TASK GOAL
What is the number of lines in these records with "shirt" in them? Answer with that number only.

PROVIDED RECORDS
********************
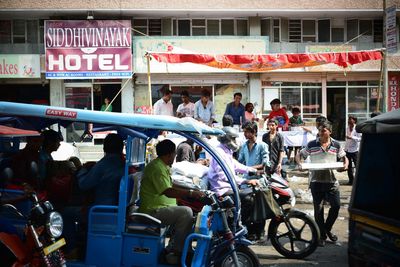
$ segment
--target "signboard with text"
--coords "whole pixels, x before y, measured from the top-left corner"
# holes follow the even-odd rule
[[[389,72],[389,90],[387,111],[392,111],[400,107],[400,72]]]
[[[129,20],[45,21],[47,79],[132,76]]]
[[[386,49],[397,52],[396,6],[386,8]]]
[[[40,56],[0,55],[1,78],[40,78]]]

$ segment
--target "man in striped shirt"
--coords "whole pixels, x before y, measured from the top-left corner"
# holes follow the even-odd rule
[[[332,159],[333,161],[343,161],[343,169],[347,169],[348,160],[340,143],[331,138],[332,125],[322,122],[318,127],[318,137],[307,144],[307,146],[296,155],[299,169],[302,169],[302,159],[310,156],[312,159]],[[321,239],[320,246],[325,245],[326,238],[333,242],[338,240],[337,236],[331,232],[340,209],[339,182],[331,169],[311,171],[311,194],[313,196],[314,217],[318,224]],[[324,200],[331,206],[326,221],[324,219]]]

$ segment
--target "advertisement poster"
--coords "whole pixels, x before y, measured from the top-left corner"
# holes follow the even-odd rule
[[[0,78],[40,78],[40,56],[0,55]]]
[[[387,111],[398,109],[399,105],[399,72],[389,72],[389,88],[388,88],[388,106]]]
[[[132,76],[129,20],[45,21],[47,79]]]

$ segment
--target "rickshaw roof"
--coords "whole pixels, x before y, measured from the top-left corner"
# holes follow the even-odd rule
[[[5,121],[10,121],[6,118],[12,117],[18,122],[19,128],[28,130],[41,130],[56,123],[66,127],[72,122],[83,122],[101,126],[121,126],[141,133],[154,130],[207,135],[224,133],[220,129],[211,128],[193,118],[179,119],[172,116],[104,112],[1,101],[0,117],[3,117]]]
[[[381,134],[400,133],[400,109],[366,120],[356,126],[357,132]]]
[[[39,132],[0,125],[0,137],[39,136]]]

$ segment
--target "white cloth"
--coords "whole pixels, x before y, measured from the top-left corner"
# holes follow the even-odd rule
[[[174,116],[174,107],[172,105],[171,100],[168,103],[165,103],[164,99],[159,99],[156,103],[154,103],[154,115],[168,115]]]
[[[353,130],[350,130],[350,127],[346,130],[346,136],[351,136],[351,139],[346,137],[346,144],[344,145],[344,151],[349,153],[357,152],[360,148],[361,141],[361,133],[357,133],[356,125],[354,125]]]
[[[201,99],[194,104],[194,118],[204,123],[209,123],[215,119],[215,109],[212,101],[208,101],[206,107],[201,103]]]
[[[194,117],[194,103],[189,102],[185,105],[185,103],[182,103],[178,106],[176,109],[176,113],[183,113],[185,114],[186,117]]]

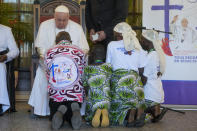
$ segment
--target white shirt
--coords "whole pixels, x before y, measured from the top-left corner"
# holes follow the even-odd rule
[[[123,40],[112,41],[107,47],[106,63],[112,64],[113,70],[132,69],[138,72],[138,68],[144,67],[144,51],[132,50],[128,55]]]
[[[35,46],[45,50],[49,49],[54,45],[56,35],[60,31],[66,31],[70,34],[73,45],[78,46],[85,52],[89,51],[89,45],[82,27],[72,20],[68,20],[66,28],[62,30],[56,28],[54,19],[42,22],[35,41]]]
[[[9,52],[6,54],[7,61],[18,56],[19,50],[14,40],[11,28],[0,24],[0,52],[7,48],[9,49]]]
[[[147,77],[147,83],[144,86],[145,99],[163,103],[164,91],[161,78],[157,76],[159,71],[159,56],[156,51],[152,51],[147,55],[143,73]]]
********************
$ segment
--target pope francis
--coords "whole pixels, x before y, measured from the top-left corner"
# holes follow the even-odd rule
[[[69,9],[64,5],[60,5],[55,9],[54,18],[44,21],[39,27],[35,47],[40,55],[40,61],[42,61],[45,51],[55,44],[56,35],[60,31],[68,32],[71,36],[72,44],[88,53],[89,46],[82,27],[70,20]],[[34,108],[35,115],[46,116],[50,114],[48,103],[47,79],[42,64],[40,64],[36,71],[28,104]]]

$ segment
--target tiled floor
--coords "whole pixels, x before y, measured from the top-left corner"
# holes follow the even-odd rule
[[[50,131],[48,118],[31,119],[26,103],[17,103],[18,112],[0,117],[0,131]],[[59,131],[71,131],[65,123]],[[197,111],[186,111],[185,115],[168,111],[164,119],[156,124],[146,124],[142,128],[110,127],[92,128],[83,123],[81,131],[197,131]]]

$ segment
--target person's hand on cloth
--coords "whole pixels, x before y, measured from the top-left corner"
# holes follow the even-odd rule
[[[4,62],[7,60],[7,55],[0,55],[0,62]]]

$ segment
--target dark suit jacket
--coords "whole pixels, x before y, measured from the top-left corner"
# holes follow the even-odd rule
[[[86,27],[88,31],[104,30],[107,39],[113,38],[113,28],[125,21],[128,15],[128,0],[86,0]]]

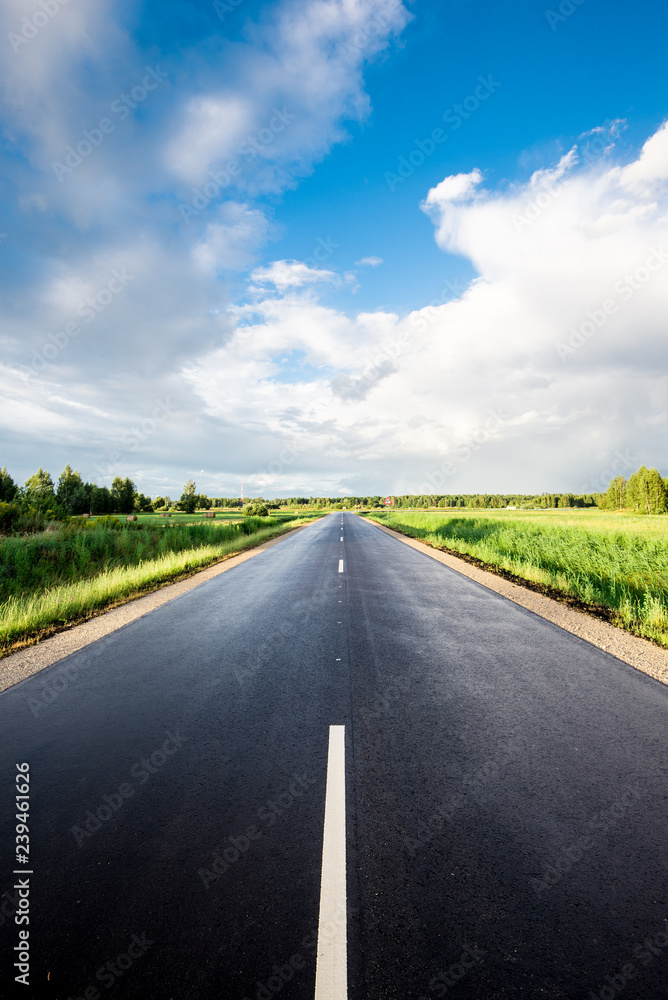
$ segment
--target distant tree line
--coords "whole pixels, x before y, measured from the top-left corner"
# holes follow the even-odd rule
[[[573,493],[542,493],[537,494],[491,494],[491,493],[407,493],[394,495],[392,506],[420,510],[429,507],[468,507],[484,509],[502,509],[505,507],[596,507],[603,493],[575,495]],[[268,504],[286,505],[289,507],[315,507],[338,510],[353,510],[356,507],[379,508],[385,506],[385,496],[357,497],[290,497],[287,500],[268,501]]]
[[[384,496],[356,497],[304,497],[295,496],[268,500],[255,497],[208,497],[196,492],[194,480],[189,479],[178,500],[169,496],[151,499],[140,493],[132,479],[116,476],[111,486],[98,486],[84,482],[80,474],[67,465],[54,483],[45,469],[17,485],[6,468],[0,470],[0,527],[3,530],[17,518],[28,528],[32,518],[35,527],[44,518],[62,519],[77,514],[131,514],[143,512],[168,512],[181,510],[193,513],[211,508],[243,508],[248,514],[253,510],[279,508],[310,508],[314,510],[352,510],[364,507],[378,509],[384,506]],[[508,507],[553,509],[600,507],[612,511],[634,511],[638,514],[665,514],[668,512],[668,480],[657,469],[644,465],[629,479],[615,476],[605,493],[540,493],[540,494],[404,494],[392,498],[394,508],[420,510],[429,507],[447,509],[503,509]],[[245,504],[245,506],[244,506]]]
********************
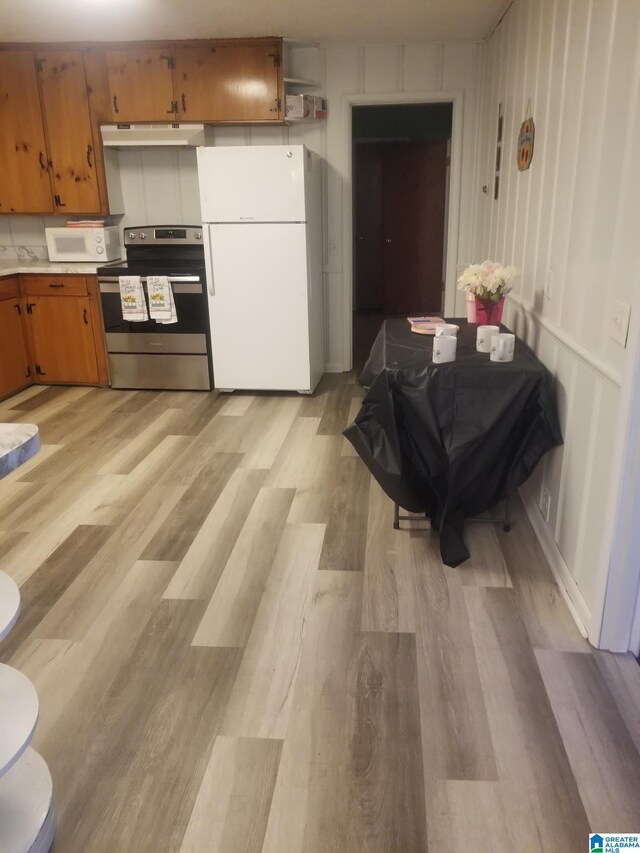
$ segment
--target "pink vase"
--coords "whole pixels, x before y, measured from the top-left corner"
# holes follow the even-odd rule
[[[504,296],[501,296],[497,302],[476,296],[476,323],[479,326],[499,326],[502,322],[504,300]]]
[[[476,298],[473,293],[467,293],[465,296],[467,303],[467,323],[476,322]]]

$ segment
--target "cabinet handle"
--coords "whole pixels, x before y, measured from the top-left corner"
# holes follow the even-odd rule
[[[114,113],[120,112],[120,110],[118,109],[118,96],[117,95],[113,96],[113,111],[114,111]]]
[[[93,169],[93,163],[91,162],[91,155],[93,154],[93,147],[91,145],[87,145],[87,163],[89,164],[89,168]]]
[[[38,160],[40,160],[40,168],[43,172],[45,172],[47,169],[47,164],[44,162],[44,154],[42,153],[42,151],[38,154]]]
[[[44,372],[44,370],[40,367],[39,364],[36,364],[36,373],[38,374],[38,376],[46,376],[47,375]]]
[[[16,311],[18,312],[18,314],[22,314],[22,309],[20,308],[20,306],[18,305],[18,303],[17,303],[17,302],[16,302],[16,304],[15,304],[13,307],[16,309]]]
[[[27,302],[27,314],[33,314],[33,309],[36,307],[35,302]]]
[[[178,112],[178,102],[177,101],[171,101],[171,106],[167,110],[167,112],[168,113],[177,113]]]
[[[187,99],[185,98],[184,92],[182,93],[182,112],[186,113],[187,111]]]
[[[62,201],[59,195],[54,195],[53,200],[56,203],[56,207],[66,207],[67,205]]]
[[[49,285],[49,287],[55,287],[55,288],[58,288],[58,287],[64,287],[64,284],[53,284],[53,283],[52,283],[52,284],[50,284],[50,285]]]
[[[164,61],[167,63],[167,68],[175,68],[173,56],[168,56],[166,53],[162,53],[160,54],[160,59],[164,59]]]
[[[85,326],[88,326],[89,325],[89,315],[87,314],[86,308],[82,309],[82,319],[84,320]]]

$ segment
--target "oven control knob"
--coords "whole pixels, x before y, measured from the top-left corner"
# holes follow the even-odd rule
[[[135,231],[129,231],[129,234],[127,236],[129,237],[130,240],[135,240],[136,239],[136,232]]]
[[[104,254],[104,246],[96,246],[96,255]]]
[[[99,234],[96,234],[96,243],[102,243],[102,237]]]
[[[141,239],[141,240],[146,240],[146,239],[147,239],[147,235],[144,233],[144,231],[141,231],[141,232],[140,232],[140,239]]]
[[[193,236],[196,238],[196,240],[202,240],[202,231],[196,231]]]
********************
SOLUTION
2